##### DOCUMENT SEGMENT #####

Dear all,
I am revising a manuscript for PLoS ONE; it's a modeling study concerning effects of mass extinction on phylogenetic tree balance. It's very similar to Heard & Mooers (2002), but background extinction and diversity-dependence have been added to the model so that the modeled tree recovers to an equilibrium size and then undergoes turnover while evolution continues.
In the discussion, I wanted to be very clear about the limitations of the results, and the conditions under which they would apply, so I raised the following points that the effects of mass extinction on tree balance would not be enduring IF:
i) how traits and rates evolve remain unchanged after the mass extinction
ii) the tree cannot continue to expand indefinitely after either reaching its pre-extinction size, or converging on a new equilibrium size
iii) trait values, and the rates that depend on them, are subject to hard limits that result in eventual erosion of trait/rate variance
iv) there is no mechanism for isolating slowly-diversifying clades from very rapidly-diversifying ones.
And the reviewer's comment was:
"Which raises the obvious question of whether these conditions prevail for real clades! This seems like a real gap in the MS."
Stick foot in mouth time. :(
It seems to me like what they want is a point-by-point justification of each of these, with citations. I think I have (or can easily come up with) references to support points II) and III), but I'm having trouble with point I) and especially point IV. Basically, what the last point is saying is that slowly-diversifying clades can continue to persist if they're isolated in some way (spatial/ecological, temporal etc.) from more rapidly-diversifying related clades. In the model as I have it, no such isolating mechanism exists and so clades with the slowest diversification rates inevitably disappear as the simulation progresses. (NOTE: for point I), the original study provided no biological justification as to why they maintained constant parameters after their mass extinction event.)
Can anybody help me out here? Can you suggest any study that demonstrates for a real clade that more slowly-diversifying members within that clade are somehow isolated from more rapidly-diversifying ones?

##### DATA #####

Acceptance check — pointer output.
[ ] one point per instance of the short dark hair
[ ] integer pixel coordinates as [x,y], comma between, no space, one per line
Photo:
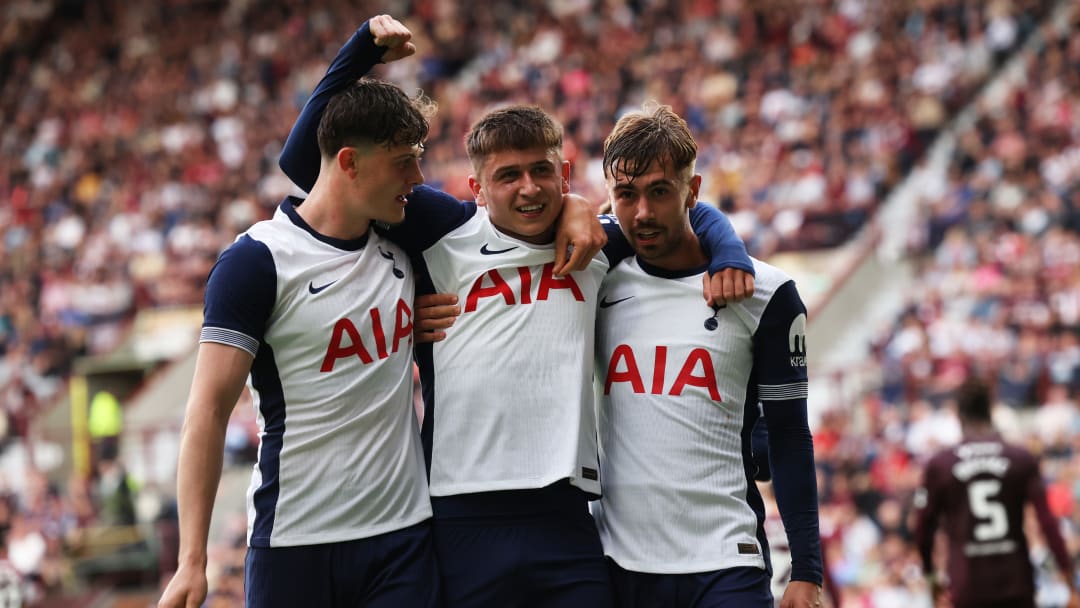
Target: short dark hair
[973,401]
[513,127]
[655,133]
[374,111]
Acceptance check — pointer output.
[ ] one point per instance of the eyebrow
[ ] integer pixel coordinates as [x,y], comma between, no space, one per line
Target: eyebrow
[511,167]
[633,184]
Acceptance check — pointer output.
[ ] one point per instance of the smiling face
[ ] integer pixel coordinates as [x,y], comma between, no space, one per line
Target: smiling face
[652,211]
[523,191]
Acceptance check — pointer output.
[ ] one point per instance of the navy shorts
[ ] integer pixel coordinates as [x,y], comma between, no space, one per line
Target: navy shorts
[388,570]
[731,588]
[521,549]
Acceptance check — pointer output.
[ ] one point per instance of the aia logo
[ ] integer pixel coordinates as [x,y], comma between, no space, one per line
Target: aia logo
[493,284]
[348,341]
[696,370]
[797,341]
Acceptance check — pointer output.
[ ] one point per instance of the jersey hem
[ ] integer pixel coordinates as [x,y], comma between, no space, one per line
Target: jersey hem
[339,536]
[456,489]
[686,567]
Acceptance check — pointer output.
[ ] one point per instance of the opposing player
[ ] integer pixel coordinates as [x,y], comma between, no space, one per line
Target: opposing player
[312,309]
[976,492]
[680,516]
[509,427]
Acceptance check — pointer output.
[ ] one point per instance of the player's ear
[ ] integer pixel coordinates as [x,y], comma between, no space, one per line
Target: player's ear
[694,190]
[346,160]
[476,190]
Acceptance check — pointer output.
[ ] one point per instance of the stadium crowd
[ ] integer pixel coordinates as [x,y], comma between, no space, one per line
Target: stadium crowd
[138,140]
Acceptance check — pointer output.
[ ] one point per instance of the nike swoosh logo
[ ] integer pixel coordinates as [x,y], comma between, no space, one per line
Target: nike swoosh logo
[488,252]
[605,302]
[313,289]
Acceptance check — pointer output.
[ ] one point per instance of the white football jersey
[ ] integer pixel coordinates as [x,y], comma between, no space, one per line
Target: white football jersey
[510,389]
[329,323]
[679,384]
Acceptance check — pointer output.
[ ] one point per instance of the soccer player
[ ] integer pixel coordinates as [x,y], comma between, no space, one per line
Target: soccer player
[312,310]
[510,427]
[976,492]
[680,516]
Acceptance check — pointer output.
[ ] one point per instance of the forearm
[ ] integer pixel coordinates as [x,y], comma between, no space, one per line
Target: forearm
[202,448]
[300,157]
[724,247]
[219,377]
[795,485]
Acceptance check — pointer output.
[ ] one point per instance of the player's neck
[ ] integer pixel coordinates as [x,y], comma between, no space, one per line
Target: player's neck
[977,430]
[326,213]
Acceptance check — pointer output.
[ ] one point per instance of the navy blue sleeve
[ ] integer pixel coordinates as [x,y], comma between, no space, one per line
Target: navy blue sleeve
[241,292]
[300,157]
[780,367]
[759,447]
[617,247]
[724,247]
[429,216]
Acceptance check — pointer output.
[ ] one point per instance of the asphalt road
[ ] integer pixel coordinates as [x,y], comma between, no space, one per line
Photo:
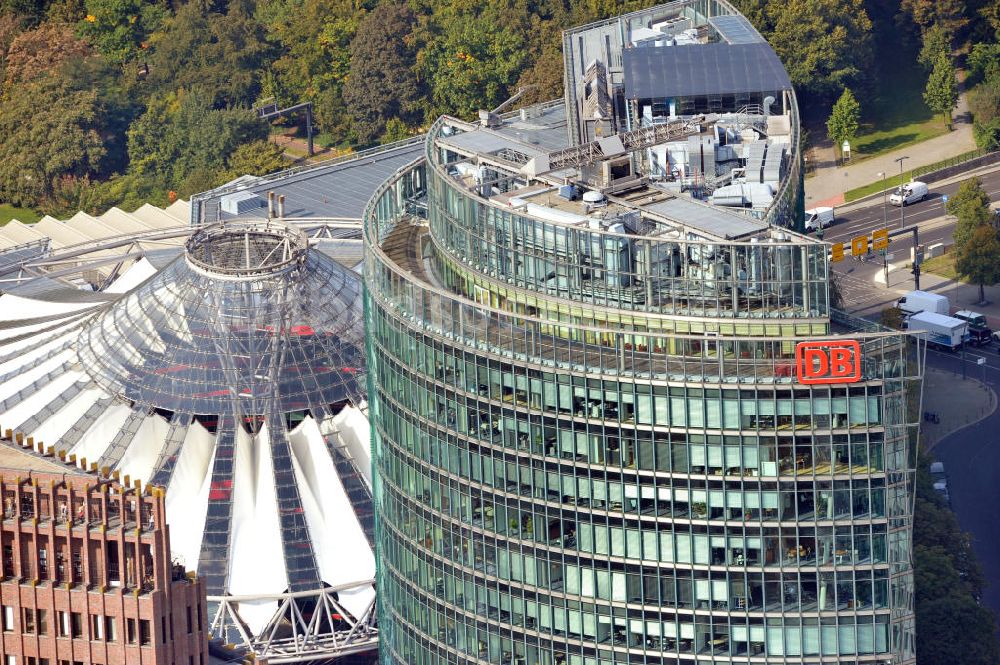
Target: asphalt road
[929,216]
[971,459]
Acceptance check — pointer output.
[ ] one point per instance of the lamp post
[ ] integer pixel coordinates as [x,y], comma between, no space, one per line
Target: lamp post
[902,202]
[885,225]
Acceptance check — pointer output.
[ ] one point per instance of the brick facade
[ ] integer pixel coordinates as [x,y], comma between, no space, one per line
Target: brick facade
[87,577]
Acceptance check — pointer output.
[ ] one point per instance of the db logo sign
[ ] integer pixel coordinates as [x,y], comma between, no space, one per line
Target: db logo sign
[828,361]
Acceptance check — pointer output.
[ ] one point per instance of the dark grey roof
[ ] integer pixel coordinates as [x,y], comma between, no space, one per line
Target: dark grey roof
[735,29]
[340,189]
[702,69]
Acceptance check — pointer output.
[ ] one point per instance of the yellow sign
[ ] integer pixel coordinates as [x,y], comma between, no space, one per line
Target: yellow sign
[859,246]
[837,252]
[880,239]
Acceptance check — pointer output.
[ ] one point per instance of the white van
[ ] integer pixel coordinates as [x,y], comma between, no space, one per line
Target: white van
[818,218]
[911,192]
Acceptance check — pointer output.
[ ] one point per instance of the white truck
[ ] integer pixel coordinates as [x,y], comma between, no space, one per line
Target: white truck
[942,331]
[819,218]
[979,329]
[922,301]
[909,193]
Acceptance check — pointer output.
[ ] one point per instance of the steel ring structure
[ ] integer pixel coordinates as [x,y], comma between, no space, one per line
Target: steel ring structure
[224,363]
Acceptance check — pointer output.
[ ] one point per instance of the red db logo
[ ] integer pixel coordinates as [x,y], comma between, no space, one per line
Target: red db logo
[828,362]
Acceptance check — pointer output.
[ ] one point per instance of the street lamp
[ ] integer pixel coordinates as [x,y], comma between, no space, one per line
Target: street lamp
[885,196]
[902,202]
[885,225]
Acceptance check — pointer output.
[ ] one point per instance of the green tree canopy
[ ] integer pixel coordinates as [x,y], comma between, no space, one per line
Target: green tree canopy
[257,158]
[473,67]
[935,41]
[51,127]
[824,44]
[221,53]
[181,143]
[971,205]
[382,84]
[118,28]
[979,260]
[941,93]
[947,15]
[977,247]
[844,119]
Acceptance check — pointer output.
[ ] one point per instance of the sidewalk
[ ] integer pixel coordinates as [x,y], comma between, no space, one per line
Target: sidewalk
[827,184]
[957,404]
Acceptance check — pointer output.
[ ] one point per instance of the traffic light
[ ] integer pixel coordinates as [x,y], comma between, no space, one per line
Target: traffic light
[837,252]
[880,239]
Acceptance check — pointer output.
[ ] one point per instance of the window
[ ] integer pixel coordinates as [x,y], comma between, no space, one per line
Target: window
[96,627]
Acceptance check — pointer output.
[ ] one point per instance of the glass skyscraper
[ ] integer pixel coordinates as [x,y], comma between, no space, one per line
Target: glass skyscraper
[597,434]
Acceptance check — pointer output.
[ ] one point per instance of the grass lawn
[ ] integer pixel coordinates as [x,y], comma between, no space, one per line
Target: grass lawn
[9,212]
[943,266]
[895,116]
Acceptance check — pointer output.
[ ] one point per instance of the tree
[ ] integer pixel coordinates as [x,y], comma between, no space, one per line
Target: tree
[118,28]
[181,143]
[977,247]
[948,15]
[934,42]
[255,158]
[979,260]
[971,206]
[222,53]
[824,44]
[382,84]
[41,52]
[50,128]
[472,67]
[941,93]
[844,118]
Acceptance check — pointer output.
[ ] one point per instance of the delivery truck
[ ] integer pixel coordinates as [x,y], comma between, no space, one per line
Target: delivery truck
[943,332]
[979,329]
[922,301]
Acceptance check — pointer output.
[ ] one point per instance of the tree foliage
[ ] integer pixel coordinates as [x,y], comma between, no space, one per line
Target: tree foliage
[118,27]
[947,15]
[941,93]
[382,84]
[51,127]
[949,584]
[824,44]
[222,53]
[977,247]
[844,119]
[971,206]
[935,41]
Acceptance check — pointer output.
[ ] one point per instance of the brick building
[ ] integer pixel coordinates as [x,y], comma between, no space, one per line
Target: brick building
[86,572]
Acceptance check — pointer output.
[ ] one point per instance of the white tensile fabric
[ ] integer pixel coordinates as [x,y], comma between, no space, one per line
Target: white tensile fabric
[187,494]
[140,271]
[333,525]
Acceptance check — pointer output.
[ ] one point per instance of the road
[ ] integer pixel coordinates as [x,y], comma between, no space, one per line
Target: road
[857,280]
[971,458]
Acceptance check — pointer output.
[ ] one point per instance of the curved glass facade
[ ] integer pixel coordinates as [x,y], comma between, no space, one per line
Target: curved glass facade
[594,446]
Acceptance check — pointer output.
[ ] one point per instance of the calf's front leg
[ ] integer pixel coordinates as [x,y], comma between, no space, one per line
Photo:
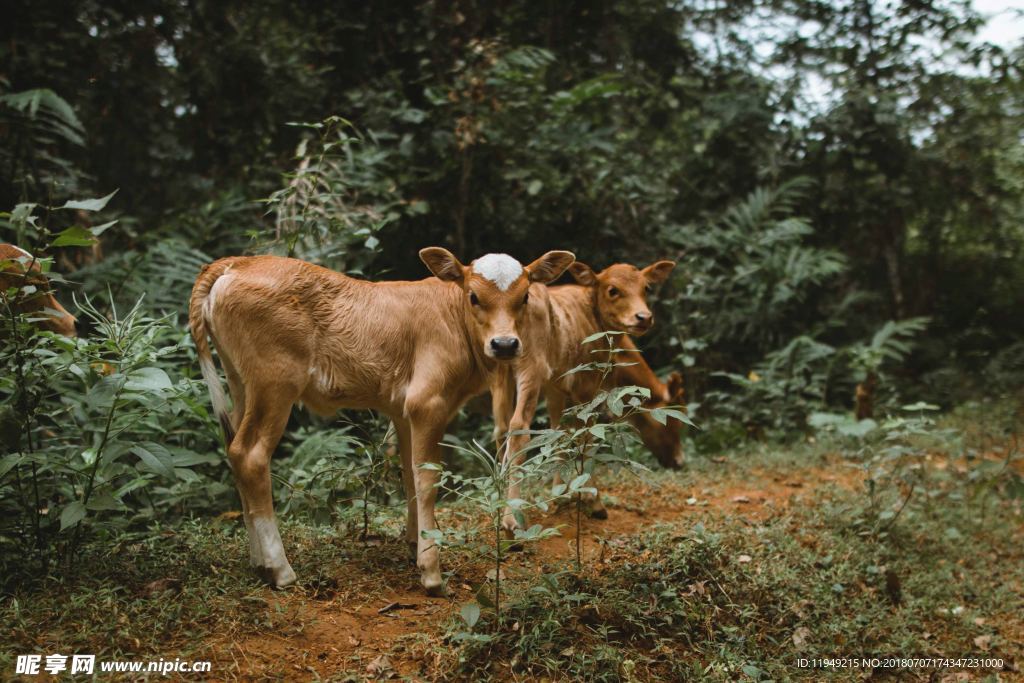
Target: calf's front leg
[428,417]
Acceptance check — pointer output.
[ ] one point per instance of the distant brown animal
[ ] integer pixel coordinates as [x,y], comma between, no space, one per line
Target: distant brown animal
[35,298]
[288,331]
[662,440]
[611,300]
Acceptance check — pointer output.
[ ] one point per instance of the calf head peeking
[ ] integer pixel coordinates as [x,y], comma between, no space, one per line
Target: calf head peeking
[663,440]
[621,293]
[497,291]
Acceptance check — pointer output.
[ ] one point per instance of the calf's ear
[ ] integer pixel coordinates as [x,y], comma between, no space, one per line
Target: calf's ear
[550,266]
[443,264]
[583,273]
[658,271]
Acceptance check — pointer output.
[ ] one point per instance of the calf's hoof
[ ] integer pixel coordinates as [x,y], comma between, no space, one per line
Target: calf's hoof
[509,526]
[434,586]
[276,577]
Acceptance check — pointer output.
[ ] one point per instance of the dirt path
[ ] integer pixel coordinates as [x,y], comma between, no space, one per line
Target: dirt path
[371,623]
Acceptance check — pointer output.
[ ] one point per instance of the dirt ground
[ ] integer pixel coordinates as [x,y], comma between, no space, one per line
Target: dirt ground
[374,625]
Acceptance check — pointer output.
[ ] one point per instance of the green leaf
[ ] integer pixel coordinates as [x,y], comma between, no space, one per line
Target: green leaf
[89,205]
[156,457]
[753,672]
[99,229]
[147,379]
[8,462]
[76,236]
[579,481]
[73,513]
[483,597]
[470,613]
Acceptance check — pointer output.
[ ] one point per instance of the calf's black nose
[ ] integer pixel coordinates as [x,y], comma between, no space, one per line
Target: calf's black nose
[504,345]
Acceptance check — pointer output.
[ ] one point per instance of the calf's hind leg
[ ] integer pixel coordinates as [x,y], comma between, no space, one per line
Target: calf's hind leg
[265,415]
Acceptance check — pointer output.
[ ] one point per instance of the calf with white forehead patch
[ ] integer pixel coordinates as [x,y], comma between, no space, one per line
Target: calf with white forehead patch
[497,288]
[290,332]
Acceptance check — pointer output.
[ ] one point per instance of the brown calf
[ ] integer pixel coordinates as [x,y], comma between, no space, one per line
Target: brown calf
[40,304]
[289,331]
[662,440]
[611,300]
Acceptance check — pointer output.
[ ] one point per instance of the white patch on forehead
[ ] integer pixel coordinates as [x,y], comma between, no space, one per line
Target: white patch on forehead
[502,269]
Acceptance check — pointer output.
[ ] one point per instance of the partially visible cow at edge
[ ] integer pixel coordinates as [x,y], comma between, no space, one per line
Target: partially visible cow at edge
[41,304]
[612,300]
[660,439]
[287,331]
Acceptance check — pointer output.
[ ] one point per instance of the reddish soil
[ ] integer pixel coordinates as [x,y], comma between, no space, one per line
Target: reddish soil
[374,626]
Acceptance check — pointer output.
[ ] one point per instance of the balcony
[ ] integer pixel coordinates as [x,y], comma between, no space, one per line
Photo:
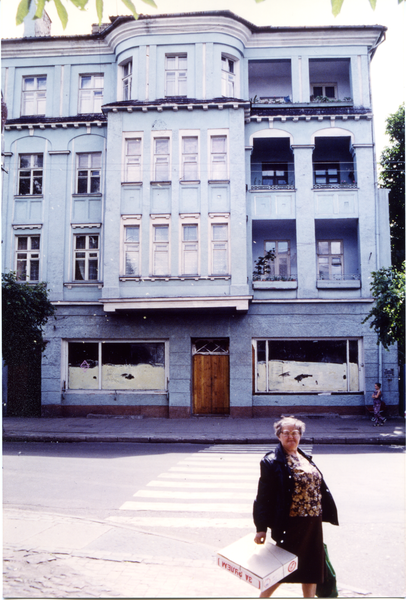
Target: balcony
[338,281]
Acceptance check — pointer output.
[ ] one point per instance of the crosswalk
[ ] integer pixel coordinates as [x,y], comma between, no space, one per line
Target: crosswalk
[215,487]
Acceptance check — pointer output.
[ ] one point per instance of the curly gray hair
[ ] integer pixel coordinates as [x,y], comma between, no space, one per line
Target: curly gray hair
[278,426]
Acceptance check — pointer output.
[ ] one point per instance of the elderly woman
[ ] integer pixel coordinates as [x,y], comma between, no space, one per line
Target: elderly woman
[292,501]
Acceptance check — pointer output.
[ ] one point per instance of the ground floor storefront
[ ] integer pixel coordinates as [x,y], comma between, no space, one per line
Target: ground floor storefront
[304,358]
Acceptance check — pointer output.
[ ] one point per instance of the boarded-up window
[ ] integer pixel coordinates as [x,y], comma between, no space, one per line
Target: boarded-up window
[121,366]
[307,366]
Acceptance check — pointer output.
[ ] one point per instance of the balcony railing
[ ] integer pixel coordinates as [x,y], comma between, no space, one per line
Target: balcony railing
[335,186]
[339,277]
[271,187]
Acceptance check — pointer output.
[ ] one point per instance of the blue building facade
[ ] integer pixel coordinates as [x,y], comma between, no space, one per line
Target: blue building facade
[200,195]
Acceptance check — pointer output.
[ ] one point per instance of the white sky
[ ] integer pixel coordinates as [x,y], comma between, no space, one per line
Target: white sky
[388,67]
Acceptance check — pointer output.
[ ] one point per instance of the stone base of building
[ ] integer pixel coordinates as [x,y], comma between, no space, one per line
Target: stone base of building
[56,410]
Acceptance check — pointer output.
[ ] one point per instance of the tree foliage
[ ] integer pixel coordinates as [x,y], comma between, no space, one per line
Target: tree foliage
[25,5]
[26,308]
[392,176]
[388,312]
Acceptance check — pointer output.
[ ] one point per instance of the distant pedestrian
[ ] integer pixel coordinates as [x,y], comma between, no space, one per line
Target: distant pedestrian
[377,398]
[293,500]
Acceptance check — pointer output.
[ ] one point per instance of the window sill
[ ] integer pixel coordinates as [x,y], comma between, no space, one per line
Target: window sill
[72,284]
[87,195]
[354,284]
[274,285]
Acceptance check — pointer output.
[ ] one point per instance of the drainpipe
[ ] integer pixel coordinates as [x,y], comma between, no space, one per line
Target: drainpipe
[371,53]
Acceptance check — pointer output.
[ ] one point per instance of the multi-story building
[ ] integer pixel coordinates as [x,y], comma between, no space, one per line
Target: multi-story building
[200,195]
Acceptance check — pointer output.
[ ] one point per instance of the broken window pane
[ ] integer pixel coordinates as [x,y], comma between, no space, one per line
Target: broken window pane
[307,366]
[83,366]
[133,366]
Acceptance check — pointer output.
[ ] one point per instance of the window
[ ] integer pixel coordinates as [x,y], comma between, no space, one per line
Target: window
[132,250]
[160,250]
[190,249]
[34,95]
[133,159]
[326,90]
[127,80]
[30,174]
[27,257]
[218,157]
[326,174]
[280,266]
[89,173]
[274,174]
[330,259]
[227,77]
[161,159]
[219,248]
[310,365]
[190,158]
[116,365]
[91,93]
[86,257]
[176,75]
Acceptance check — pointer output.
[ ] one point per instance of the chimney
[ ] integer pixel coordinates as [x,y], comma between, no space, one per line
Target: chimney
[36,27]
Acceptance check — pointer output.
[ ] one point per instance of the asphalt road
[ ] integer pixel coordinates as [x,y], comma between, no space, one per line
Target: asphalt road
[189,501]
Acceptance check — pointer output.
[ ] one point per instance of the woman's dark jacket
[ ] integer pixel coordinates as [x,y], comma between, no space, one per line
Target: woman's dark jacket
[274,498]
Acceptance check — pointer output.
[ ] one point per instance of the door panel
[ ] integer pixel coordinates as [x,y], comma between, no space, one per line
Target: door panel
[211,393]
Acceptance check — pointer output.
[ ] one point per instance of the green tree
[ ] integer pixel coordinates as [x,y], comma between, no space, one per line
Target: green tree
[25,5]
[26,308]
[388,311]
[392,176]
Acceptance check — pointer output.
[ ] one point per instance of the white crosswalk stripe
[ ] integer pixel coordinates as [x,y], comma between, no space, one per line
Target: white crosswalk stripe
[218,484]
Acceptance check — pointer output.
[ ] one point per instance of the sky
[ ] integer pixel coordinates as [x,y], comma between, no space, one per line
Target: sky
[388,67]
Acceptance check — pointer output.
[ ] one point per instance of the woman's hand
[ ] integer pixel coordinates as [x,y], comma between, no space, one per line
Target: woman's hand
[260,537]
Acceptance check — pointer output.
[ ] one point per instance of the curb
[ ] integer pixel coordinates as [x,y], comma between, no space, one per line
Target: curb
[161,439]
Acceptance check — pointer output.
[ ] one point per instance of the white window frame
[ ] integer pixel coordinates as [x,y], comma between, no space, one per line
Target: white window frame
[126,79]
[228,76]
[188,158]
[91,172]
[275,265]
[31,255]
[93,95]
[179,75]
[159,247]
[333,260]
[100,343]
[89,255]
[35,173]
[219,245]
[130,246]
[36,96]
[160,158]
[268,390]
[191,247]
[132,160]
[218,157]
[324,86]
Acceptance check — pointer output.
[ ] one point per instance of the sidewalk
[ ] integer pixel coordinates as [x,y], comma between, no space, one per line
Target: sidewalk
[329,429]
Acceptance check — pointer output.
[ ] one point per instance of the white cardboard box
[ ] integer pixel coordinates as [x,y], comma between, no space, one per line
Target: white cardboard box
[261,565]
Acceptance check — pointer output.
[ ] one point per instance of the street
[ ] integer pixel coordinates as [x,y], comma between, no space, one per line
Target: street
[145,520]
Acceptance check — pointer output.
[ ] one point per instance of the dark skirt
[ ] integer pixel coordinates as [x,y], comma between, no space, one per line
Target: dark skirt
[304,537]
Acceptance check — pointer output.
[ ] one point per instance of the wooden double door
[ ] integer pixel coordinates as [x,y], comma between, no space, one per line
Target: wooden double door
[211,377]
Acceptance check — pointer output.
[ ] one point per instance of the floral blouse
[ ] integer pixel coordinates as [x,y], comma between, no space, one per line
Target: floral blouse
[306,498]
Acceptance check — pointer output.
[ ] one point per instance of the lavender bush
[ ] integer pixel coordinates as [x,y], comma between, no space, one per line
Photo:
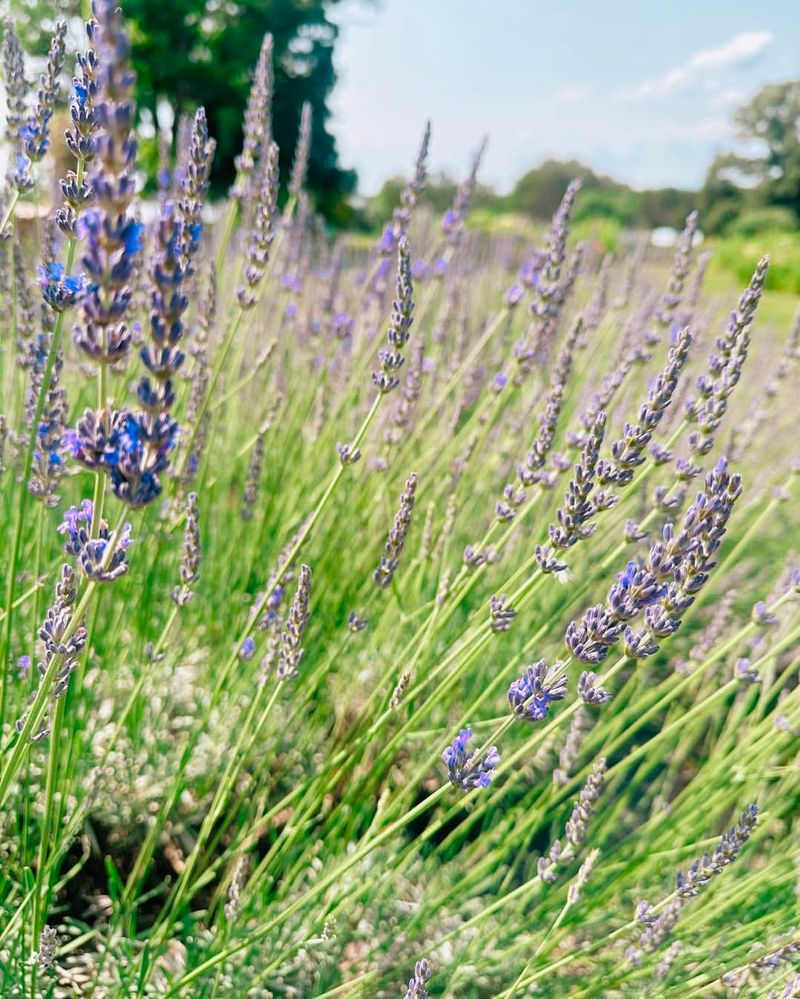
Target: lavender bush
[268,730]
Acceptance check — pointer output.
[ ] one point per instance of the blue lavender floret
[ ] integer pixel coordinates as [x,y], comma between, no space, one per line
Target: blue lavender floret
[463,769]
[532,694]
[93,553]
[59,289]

#####

_PROMPT_
In the post about mass extinction and phylogenetic tree balance, which two features were added to the model beyond those in Heard & Mooers (2002)?

_TASK ANSWER_
Background extinction and diversity-dependence.